◆ Task description: Add 39 to every coordinate in the answer points of the records below, and write out all their lines again, requests included, with the pictures left out. The sample points inside the requests stay as they are.
____
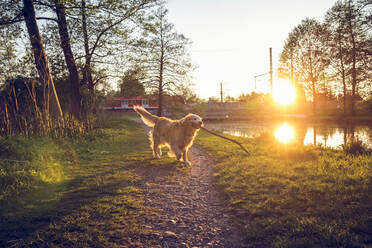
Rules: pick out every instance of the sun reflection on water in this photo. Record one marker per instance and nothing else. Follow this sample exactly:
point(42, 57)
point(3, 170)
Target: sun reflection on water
point(285, 133)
____
◆ Worked solution:
Rules: pick out every instance of the sun reflection on water in this photo. Record one marker per instance and nothing else. Follow this sample exactly:
point(42, 57)
point(3, 170)
Target: sun reflection on water
point(324, 172)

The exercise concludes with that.